**Task description:**
Rescale the stretch of the records from the line containing "Pick out every instance of the boy in" through the end of the records, both ends included. Write out every line of that stretch again, changing nothing except the answer coordinates, each of which is multiplied by 1.4 and rounded to a whole number with halves rounded up.

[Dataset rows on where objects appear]
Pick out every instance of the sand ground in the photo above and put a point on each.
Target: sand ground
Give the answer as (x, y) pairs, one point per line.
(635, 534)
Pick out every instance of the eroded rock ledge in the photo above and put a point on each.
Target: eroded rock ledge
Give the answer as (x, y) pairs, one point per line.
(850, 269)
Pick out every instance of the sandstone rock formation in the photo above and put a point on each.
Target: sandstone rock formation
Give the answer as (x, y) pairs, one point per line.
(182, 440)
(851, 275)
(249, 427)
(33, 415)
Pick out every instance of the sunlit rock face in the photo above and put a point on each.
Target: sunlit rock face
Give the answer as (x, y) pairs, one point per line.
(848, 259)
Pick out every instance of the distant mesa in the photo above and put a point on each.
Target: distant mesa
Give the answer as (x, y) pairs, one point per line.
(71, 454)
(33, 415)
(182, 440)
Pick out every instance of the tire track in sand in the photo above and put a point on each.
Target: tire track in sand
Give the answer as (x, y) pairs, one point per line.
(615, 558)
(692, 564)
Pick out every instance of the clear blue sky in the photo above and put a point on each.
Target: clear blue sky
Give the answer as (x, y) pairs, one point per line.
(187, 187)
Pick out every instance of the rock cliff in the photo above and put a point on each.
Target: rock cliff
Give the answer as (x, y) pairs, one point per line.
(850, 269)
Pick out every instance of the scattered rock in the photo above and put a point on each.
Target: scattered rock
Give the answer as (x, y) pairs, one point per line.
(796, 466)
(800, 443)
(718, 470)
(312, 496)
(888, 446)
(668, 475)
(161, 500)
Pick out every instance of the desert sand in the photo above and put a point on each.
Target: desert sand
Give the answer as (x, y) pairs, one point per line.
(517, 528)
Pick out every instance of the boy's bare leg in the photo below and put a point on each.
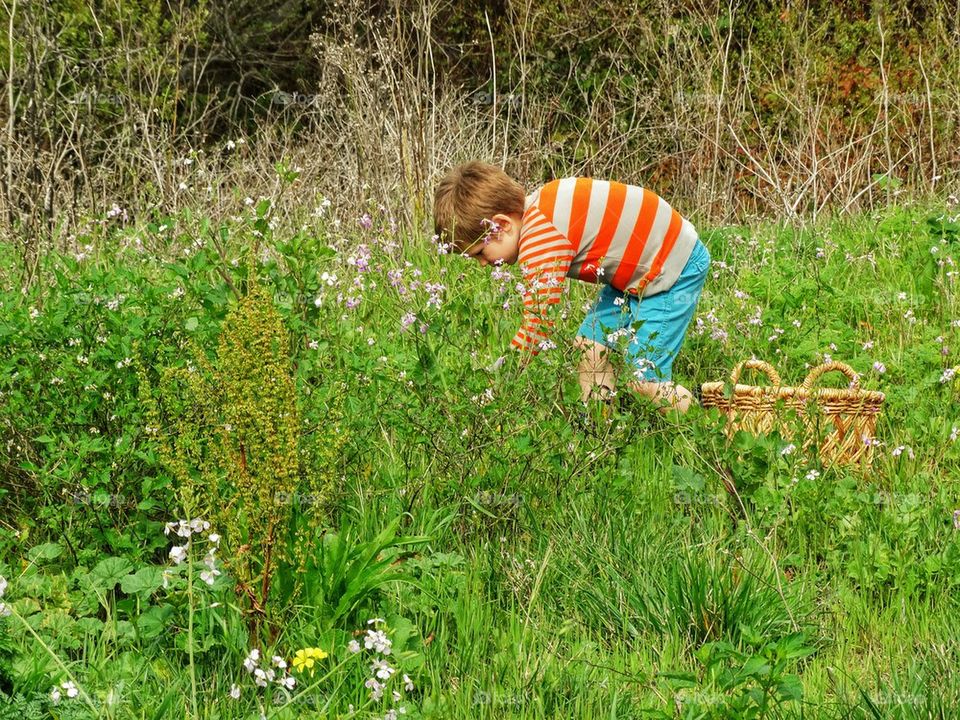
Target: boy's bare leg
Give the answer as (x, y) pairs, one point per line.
(597, 378)
(668, 395)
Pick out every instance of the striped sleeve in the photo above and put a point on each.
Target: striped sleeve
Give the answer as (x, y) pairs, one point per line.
(545, 257)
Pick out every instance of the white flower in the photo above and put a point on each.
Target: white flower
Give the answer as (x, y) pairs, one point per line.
(376, 688)
(382, 669)
(377, 640)
(250, 662)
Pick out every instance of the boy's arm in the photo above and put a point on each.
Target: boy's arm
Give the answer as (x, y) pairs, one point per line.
(544, 277)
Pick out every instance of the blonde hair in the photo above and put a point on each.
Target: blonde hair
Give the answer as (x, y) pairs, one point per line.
(469, 194)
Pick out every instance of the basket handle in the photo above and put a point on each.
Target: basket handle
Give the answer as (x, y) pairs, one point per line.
(830, 367)
(766, 367)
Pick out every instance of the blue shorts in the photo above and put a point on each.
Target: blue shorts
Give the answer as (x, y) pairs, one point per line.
(654, 326)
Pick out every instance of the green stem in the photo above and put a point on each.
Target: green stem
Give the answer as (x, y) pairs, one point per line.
(57, 660)
(193, 671)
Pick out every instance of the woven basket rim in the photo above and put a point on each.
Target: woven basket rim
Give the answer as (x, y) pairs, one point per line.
(784, 391)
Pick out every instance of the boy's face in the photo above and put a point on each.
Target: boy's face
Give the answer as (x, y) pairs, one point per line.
(501, 247)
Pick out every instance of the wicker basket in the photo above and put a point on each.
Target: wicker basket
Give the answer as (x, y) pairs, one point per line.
(841, 421)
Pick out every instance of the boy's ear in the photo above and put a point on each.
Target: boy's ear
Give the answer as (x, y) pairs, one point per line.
(504, 221)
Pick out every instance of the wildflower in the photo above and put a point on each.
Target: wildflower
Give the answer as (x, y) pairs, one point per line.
(376, 688)
(250, 662)
(382, 669)
(377, 640)
(306, 658)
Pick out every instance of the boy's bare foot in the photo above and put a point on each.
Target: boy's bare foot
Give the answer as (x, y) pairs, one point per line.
(668, 396)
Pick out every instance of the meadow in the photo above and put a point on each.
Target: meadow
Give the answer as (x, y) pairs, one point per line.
(254, 469)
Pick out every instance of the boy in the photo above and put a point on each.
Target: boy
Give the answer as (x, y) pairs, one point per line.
(649, 259)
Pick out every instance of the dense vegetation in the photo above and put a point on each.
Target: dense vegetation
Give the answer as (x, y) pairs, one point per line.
(257, 458)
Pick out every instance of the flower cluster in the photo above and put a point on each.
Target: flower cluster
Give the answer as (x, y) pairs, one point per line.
(275, 672)
(178, 553)
(376, 640)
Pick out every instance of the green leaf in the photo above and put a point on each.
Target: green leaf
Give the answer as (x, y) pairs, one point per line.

**Result for this exercise:**
Pick out every instance of the boy in the photo above and put a point on each.
Target: boy
Give the answer as (x, y) pairs, one point per line.
(909, 363)
Pick out every instance of the dense vegetation in the photo above and put a point on each.
Target: dense vegetation
Give the answer as (x, y) pairs, one point per line.
(360, 641)
Pick out every instance of the flower cluster in the photo above and put a point on each.
Target: flower cluster
Give the answer as (x, y) pairs, one point per line.
(385, 941)
(249, 774)
(526, 896)
Pick out every instance of the green leaf in the photo above and put a point on each.
Target: green leaf
Give the answer as (x, y) pairs, one point per line.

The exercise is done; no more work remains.